Output exactly the lines from the one with "One marker belongs on each instance of the wooden plank." to the close of the records below, first and last included.

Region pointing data
━━━━━━━━━━━━━━━━━━━━━━━━━━━━━━

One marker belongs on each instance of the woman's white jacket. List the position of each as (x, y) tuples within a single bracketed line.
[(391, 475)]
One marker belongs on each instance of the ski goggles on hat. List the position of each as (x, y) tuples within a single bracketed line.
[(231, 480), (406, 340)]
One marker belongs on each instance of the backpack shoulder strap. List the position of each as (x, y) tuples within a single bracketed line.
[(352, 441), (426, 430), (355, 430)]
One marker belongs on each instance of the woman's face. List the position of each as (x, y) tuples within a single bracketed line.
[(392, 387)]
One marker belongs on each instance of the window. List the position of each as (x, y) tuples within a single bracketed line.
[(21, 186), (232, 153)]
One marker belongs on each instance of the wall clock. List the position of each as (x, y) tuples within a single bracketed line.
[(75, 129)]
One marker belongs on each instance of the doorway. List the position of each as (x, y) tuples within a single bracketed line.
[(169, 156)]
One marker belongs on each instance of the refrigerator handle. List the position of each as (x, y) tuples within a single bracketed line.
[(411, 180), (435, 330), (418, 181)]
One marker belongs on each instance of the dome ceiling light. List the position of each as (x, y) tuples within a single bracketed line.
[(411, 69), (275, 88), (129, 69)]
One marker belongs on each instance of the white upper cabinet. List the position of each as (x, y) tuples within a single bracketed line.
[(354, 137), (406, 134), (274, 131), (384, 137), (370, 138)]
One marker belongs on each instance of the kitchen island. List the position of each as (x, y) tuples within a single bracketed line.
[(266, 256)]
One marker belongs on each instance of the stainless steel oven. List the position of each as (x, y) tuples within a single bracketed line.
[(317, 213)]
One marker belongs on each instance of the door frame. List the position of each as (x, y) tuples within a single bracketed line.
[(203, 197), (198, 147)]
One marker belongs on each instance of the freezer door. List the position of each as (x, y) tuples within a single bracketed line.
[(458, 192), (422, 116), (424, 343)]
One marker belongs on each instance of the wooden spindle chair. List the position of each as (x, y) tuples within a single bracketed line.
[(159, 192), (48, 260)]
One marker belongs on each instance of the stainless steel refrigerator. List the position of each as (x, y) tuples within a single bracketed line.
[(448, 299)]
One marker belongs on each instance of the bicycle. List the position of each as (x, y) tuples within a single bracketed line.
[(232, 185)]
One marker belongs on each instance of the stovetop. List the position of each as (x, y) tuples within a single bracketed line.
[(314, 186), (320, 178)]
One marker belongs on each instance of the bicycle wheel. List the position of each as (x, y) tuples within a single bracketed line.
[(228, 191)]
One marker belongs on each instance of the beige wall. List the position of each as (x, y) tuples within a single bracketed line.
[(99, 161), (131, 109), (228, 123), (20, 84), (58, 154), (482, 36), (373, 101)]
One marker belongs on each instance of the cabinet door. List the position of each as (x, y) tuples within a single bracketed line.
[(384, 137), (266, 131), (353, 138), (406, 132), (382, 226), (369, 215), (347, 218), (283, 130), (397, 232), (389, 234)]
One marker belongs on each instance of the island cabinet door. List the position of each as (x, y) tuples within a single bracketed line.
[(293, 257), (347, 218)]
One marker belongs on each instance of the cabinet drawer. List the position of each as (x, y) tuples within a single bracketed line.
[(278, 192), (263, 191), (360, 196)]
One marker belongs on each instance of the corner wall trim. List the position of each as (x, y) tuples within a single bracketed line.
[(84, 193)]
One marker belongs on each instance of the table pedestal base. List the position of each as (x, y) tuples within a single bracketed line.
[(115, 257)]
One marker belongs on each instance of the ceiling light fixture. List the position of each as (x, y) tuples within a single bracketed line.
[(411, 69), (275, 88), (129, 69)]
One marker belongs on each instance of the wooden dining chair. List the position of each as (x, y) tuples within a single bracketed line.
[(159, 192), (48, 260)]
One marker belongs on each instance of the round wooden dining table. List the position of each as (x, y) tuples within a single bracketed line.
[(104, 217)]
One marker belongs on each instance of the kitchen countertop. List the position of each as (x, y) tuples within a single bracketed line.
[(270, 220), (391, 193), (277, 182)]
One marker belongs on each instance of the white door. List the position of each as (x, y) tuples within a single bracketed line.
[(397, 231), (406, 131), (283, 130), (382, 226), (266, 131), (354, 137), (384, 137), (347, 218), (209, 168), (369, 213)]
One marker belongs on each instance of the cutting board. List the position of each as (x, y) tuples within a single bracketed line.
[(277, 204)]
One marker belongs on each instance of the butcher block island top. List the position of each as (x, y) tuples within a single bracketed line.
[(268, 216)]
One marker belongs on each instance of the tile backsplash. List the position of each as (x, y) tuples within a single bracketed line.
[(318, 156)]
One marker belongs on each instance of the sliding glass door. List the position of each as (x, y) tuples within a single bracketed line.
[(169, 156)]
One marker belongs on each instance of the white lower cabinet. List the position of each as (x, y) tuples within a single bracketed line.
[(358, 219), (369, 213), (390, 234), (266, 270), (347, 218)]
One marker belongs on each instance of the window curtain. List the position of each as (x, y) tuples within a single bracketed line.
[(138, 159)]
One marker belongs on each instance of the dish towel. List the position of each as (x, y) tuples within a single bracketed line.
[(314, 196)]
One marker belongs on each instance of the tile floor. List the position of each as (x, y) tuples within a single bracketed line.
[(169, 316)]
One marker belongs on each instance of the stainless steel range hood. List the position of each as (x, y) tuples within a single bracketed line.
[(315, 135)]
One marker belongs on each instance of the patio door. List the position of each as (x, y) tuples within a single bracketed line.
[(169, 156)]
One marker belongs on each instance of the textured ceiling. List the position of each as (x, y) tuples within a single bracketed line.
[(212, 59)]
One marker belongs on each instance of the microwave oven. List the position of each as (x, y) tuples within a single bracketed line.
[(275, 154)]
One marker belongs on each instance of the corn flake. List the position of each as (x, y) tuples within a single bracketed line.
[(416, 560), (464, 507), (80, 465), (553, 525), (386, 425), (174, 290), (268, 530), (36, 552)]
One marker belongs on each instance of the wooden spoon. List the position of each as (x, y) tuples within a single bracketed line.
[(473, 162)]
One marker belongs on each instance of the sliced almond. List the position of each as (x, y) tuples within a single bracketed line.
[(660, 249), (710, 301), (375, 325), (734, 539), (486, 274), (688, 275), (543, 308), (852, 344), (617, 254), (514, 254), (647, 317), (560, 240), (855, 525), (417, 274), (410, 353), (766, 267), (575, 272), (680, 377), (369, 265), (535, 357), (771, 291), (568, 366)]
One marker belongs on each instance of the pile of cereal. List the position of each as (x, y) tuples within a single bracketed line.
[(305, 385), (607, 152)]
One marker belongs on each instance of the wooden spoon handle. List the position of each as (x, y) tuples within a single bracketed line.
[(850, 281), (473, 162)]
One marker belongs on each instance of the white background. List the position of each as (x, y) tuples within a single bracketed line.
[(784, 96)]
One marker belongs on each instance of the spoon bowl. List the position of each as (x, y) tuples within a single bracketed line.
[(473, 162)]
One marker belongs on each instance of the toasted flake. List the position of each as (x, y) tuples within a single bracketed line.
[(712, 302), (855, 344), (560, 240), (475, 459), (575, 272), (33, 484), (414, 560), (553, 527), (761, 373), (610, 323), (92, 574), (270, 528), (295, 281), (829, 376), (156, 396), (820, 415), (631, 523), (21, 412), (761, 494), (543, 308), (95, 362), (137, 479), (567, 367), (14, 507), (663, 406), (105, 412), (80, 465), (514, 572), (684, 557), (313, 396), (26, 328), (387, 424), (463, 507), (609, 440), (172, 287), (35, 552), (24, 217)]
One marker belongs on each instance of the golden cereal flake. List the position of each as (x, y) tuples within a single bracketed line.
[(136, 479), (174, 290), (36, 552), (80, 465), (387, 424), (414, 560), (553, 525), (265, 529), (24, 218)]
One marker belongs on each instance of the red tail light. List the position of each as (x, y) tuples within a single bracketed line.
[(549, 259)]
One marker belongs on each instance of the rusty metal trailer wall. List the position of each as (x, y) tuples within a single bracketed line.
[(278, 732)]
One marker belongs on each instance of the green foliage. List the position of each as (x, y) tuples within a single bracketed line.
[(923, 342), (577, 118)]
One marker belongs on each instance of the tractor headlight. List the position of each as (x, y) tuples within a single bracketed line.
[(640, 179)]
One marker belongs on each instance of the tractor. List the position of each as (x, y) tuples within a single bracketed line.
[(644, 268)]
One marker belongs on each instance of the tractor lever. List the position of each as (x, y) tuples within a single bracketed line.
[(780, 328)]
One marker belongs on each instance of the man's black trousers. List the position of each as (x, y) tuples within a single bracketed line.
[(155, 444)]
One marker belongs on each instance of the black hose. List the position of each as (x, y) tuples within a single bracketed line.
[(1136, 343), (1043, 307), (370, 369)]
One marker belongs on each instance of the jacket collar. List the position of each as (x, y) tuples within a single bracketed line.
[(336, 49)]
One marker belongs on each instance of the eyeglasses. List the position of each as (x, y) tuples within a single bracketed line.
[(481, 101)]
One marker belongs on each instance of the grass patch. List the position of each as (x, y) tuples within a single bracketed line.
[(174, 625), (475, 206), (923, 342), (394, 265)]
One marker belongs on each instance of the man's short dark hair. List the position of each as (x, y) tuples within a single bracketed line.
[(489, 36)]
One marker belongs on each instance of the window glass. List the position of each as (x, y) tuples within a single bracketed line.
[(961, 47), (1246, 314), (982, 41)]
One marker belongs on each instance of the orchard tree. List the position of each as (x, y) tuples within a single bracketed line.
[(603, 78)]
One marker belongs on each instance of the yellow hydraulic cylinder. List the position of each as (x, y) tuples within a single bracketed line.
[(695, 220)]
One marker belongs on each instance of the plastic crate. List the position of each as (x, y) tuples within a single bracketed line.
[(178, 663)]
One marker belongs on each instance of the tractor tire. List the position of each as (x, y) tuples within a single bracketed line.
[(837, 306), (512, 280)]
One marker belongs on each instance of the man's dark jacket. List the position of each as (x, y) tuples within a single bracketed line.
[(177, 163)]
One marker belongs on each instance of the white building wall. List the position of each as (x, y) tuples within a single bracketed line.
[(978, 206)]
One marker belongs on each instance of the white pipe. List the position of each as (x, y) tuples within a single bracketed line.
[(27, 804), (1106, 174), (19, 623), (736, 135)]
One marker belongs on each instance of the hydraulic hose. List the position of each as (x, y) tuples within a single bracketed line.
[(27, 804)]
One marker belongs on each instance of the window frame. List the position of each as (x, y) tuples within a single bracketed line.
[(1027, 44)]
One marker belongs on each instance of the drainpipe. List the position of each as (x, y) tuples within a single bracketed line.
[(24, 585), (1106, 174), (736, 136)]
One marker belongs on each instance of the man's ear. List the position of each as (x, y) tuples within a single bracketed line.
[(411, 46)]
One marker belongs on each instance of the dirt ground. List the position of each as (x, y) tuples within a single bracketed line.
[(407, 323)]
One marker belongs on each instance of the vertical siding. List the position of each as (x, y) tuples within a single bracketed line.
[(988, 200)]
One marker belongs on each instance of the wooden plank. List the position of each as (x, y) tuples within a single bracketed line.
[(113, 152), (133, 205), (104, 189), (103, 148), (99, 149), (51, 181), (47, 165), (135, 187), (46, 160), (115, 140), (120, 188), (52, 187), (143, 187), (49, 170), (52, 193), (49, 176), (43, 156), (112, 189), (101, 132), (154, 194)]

━━━━━━━━━━━━━━━━━━━━━━━━━━━━━━

▶ [EXERCISE RESULT]:
One marker belongs on each instance of the wooden plank. List the position of each as (x, y) tuples within a single bracketed line.
[(113, 152), (133, 205), (104, 189), (103, 148), (99, 149), (51, 181), (47, 165), (135, 187), (46, 160), (115, 140), (120, 188), (52, 187), (143, 187), (49, 170), (52, 193), (49, 176), (43, 156), (112, 189), (101, 132), (154, 194)]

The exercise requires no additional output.